Aim of the task: Retype the entries. Match them exactly.

===== Task input

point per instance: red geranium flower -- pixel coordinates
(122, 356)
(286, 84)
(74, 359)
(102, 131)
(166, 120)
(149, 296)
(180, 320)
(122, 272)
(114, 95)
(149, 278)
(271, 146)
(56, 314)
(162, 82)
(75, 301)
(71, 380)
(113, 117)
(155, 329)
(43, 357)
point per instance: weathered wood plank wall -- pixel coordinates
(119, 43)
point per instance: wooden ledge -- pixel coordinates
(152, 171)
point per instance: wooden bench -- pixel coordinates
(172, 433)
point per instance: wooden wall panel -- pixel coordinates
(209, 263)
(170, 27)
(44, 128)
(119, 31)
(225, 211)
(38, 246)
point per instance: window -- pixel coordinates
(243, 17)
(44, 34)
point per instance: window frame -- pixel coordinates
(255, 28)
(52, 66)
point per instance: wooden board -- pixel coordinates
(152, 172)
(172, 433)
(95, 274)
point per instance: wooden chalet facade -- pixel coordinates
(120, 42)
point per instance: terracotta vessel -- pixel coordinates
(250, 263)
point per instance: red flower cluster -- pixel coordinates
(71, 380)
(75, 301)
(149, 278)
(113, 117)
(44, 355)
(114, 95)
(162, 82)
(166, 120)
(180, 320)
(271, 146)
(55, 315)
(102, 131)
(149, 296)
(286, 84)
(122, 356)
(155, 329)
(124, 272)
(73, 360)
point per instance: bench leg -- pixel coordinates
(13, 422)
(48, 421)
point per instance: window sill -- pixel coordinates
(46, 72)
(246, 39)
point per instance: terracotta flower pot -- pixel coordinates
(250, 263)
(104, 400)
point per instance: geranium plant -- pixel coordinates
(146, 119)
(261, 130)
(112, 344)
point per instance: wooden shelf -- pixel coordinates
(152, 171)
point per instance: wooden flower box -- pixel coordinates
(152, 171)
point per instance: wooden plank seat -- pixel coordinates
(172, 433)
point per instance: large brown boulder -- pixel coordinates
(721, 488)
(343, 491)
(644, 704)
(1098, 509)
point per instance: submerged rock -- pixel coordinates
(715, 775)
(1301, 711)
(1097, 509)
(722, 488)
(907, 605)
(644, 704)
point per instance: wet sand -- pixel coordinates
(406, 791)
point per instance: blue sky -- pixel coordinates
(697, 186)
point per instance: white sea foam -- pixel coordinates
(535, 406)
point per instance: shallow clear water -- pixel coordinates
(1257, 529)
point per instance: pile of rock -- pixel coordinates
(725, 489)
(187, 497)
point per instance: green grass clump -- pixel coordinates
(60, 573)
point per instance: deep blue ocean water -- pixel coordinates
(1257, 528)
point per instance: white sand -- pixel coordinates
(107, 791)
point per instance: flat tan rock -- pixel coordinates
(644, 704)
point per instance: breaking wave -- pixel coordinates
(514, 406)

==========

Result of the task:
point per instance: red geranium flower -- pixel coordinates
(122, 356)
(286, 84)
(74, 359)
(102, 131)
(166, 120)
(149, 296)
(180, 320)
(122, 272)
(114, 95)
(149, 278)
(271, 146)
(56, 314)
(162, 82)
(75, 301)
(71, 380)
(113, 117)
(155, 329)
(43, 357)
point per instance: weathered wood plank wall -- pixel coordinates
(119, 43)
point per instance: wooden ledge -- pixel coordinates
(152, 171)
point per instance: wooden bench -- pixel coordinates
(172, 433)
point per instance: wooden wall panel -- pixel coordinates
(209, 263)
(170, 27)
(44, 128)
(119, 31)
(225, 211)
(38, 246)
point per instance: window -- pixel coordinates
(243, 17)
(44, 34)
point per instance: window frame -- pixel coordinates
(255, 28)
(52, 66)
point per instance: wooden board -- pixel coordinates
(152, 172)
(172, 433)
(95, 274)
point per instance: wooden chalet facade -- pixel coordinates
(120, 42)
point per instance: terracotta vessel -- pixel coordinates
(250, 263)
point per instance: red flower cluster -- pixel coordinates
(71, 380)
(75, 301)
(149, 278)
(113, 117)
(44, 355)
(114, 95)
(162, 82)
(166, 120)
(180, 320)
(271, 146)
(55, 315)
(102, 131)
(149, 296)
(286, 84)
(122, 356)
(155, 329)
(124, 272)
(73, 360)
point per instance: bench leg -- pixel coordinates
(13, 422)
(48, 421)
point per instance: window sill -- pixel coordinates
(46, 72)
(246, 39)
point per instance: terracotta flower pot -- pixel coordinates
(250, 263)
(104, 400)
point per instance: geranium plant -- pixel coordinates
(146, 119)
(261, 130)
(112, 344)
point per instance: wooden shelf -- pixel coordinates
(152, 171)
point per instance: wooden flower box -- pixel coordinates
(152, 171)
point per instance: wooden plank seat -- pixel coordinates
(172, 433)
point per instance: large brown boulder -- pixel coordinates
(721, 488)
(343, 491)
(644, 704)
(1098, 509)
point per instance: submerged rock -- pixel coordinates
(715, 775)
(1301, 711)
(1097, 509)
(722, 488)
(907, 605)
(644, 704)
point per instance: wet sand -- pixel coordinates
(406, 791)
point per instance: blue sky -- pixel coordinates
(697, 186)
point per instance: white sea foam -- pixel coordinates
(535, 406)
point per instance: shallow clear water -- pixel coordinates
(1257, 529)
point per instance: pile of rock -- pixel coordinates
(725, 489)
(187, 497)
point per instance: green grass clump -- pixel coordinates
(60, 573)
point per instance: deep blue ocean water -- pixel coordinates
(1257, 528)
point per instance: white sand -- pixel coordinates
(107, 791)
point per instance: flat tan rock -- pixel coordinates
(644, 704)
point per instance: breaking wave -- pixel coordinates
(514, 406)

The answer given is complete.